*Stated exercise*:
Extract all of the entries and give them again, word for word.

START

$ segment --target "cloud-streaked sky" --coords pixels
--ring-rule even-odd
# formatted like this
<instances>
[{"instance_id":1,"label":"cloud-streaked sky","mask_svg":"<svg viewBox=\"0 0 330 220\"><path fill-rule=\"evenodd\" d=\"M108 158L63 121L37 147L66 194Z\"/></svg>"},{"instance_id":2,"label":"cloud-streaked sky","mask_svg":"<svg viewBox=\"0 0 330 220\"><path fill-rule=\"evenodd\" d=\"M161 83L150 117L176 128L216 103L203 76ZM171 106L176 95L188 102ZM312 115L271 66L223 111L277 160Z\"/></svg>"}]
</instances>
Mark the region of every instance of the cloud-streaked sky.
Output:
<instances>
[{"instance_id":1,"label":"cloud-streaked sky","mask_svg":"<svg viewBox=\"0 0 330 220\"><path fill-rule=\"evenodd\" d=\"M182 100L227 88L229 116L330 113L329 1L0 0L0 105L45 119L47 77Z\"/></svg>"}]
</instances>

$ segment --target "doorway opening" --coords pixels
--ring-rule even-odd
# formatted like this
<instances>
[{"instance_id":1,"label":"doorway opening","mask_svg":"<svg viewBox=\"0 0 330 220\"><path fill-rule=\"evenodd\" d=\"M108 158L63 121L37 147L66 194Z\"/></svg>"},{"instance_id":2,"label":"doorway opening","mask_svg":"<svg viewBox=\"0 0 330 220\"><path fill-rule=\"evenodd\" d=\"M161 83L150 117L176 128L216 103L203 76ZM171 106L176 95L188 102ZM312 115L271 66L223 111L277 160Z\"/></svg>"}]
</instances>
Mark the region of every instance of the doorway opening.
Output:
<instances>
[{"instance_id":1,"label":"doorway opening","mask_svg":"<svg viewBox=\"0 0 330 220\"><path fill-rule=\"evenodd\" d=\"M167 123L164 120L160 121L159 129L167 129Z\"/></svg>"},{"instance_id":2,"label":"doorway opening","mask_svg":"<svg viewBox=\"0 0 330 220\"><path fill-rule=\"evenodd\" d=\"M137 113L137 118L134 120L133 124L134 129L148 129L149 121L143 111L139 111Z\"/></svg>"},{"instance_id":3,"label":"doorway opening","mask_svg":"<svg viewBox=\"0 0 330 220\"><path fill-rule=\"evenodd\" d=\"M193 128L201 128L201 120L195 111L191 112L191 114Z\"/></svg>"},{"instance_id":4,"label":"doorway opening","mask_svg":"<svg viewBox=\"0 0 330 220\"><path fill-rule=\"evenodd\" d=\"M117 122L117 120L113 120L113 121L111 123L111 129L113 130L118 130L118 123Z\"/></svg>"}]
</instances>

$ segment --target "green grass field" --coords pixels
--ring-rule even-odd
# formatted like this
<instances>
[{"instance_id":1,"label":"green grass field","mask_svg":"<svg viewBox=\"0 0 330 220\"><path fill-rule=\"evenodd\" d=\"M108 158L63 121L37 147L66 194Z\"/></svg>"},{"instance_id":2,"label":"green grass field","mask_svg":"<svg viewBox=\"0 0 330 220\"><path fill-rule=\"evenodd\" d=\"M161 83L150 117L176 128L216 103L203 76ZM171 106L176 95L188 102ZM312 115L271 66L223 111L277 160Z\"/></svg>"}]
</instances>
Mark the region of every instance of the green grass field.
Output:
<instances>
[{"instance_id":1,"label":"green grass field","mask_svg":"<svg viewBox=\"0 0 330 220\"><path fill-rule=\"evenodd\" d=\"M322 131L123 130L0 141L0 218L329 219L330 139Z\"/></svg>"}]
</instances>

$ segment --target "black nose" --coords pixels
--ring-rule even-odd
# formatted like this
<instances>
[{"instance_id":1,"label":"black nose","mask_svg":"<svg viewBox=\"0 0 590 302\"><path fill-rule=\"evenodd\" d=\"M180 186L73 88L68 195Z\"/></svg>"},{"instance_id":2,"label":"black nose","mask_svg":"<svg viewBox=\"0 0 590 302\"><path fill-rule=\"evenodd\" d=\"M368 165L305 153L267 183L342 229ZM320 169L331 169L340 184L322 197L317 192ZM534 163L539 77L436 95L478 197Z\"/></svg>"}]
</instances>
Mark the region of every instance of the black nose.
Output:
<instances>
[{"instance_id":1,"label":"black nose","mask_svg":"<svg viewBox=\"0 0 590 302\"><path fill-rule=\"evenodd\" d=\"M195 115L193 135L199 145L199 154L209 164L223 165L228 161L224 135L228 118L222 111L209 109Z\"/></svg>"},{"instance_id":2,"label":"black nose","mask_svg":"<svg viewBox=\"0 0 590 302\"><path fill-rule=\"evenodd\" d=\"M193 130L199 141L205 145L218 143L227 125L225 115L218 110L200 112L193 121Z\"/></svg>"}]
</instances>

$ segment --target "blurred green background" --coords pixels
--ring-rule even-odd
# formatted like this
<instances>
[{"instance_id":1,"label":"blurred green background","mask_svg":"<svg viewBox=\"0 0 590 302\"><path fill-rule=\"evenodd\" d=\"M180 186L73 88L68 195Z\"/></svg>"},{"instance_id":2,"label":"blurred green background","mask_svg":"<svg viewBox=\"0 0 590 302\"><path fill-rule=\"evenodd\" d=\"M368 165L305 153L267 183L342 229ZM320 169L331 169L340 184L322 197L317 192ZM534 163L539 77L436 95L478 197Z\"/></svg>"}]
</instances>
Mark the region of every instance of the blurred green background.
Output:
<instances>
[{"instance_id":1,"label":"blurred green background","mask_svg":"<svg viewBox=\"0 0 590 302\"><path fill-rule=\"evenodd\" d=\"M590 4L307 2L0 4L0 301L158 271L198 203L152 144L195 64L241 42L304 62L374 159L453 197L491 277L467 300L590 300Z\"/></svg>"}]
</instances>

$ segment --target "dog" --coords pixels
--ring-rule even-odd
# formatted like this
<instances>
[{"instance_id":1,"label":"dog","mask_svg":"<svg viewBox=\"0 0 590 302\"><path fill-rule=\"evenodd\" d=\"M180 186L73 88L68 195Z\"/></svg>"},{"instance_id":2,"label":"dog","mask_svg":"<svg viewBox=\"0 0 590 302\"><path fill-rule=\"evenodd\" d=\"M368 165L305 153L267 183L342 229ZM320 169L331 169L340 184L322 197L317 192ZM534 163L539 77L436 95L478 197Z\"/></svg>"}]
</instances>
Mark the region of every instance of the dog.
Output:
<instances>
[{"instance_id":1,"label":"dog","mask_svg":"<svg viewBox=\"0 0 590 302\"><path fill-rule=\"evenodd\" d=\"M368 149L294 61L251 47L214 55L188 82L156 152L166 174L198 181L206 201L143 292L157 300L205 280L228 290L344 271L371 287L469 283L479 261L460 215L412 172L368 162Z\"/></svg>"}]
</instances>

END

*Finished exercise*:
$ segment --target "cloud-streaked sky" --coords pixels
--ring-rule even-odd
# formatted like this
<instances>
[{"instance_id":1,"label":"cloud-streaked sky","mask_svg":"<svg viewBox=\"0 0 330 220\"><path fill-rule=\"evenodd\" d=\"M108 158L63 121L37 147L66 194Z\"/></svg>"},{"instance_id":2,"label":"cloud-streaked sky","mask_svg":"<svg viewBox=\"0 0 330 220\"><path fill-rule=\"evenodd\" d=\"M161 83L150 117L176 128L216 103L203 76ZM171 106L176 95L188 102ZM312 115L271 66L223 111L277 160Z\"/></svg>"}]
</instances>
Mark the region of every instance of the cloud-streaked sky.
Output:
<instances>
[{"instance_id":1,"label":"cloud-streaked sky","mask_svg":"<svg viewBox=\"0 0 330 220\"><path fill-rule=\"evenodd\" d=\"M182 100L227 88L229 116L330 113L329 1L0 0L0 105L45 119L47 77Z\"/></svg>"}]
</instances>

$ segment --target "doorway opening" --coords pixels
--ring-rule even-odd
# formatted like this
<instances>
[{"instance_id":1,"label":"doorway opening","mask_svg":"<svg viewBox=\"0 0 330 220\"><path fill-rule=\"evenodd\" d=\"M108 158L63 121L37 147L66 194Z\"/></svg>"},{"instance_id":2,"label":"doorway opening","mask_svg":"<svg viewBox=\"0 0 330 220\"><path fill-rule=\"evenodd\" d=\"M161 83L150 117L176 128L216 103L203 76ZM171 106L176 95L188 102ZM312 115L271 66L223 111L277 160Z\"/></svg>"}]
</instances>
Mark the region of every instance of the doorway opening.
Output:
<instances>
[{"instance_id":1,"label":"doorway opening","mask_svg":"<svg viewBox=\"0 0 330 220\"><path fill-rule=\"evenodd\" d=\"M167 123L164 120L160 121L159 129L167 129Z\"/></svg>"},{"instance_id":2,"label":"doorway opening","mask_svg":"<svg viewBox=\"0 0 330 220\"><path fill-rule=\"evenodd\" d=\"M137 113L137 118L134 120L133 124L134 129L148 129L149 121L143 111L139 111Z\"/></svg>"},{"instance_id":3,"label":"doorway opening","mask_svg":"<svg viewBox=\"0 0 330 220\"><path fill-rule=\"evenodd\" d=\"M193 128L201 128L201 120L195 111L191 112L191 114Z\"/></svg>"},{"instance_id":4,"label":"doorway opening","mask_svg":"<svg viewBox=\"0 0 330 220\"><path fill-rule=\"evenodd\" d=\"M117 122L117 120L113 120L113 121L111 123L111 129L113 130L118 130L118 123Z\"/></svg>"}]
</instances>

$ segment --target "green grass field" --coords pixels
--ring-rule even-odd
# formatted like this
<instances>
[{"instance_id":1,"label":"green grass field","mask_svg":"<svg viewBox=\"0 0 330 220\"><path fill-rule=\"evenodd\" d=\"M108 158L63 121L37 147L66 194Z\"/></svg>"},{"instance_id":2,"label":"green grass field","mask_svg":"<svg viewBox=\"0 0 330 220\"><path fill-rule=\"evenodd\" d=\"M161 83L150 117L176 128L216 103L203 76ZM171 106L176 95L188 102ZM312 115L271 66L223 111L277 160Z\"/></svg>"}]
</instances>
Mark the region of every instance of the green grass field.
Output:
<instances>
[{"instance_id":1,"label":"green grass field","mask_svg":"<svg viewBox=\"0 0 330 220\"><path fill-rule=\"evenodd\" d=\"M322 131L123 130L0 141L0 218L329 219L330 139Z\"/></svg>"}]
</instances>

$ segment --target "black nose" --coords pixels
--ring-rule even-odd
# formatted like this
<instances>
[{"instance_id":1,"label":"black nose","mask_svg":"<svg viewBox=\"0 0 590 302\"><path fill-rule=\"evenodd\" d=\"M180 186L73 88L68 195Z\"/></svg>"},{"instance_id":2,"label":"black nose","mask_svg":"<svg viewBox=\"0 0 590 302\"><path fill-rule=\"evenodd\" d=\"M368 165L305 153L267 183L342 229ZM320 169L331 169L340 184L322 197L317 192ZM534 163L539 77L436 95L478 197Z\"/></svg>"}]
</instances>
Mark the region of every instance of the black nose.
Output:
<instances>
[{"instance_id":1,"label":"black nose","mask_svg":"<svg viewBox=\"0 0 590 302\"><path fill-rule=\"evenodd\" d=\"M195 115L193 135L199 145L199 154L209 164L223 165L228 161L224 135L228 118L222 111L209 109Z\"/></svg>"},{"instance_id":2,"label":"black nose","mask_svg":"<svg viewBox=\"0 0 590 302\"><path fill-rule=\"evenodd\" d=\"M193 130L199 141L205 145L218 143L227 125L225 115L218 110L200 112L193 121Z\"/></svg>"}]
</instances>

$ segment --target "blurred green background" --coords pixels
--ring-rule even-odd
# formatted like this
<instances>
[{"instance_id":1,"label":"blurred green background","mask_svg":"<svg viewBox=\"0 0 590 302\"><path fill-rule=\"evenodd\" d=\"M180 186L73 88L68 195Z\"/></svg>"},{"instance_id":2,"label":"blurred green background","mask_svg":"<svg viewBox=\"0 0 590 302\"><path fill-rule=\"evenodd\" d=\"M368 165L305 153L267 183L342 229ZM320 169L331 169L340 184L322 197L317 192ZM534 163L539 77L436 95L478 197Z\"/></svg>"}]
</instances>
Mark the region of every instance of the blurred green background.
Output:
<instances>
[{"instance_id":1,"label":"blurred green background","mask_svg":"<svg viewBox=\"0 0 590 302\"><path fill-rule=\"evenodd\" d=\"M590 4L307 2L0 4L0 301L158 271L198 203L152 144L195 64L241 42L304 62L374 159L453 197L491 277L467 300L590 300Z\"/></svg>"}]
</instances>

$ segment --target "dog" --coords pixels
--ring-rule even-odd
# formatted like this
<instances>
[{"instance_id":1,"label":"dog","mask_svg":"<svg viewBox=\"0 0 590 302\"><path fill-rule=\"evenodd\" d=\"M180 186L73 88L68 195Z\"/></svg>"},{"instance_id":2,"label":"dog","mask_svg":"<svg viewBox=\"0 0 590 302\"><path fill-rule=\"evenodd\" d=\"M368 165L305 153L267 183L342 229ZM320 169L331 169L340 184L322 197L317 192ZM534 163L539 77L436 95L478 197Z\"/></svg>"}]
</instances>
Mark the region of every instance of the dog.
Output:
<instances>
[{"instance_id":1,"label":"dog","mask_svg":"<svg viewBox=\"0 0 590 302\"><path fill-rule=\"evenodd\" d=\"M368 149L294 61L251 47L214 55L188 82L156 152L166 174L198 181L206 201L143 292L157 300L205 280L228 290L344 271L371 287L469 283L479 261L460 215L412 172L368 162Z\"/></svg>"}]
</instances>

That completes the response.